───── Data provided

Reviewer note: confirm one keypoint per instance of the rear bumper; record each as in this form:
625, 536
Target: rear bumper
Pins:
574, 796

──────────

Requirement >> All entries above are to be copied exactly, with none left out.

Result for this task >>
Reviewer note: confirm one keypoint per instance of the rear bumper; record each as in this form:
625, 536
Target: rear bumper
Pins:
574, 796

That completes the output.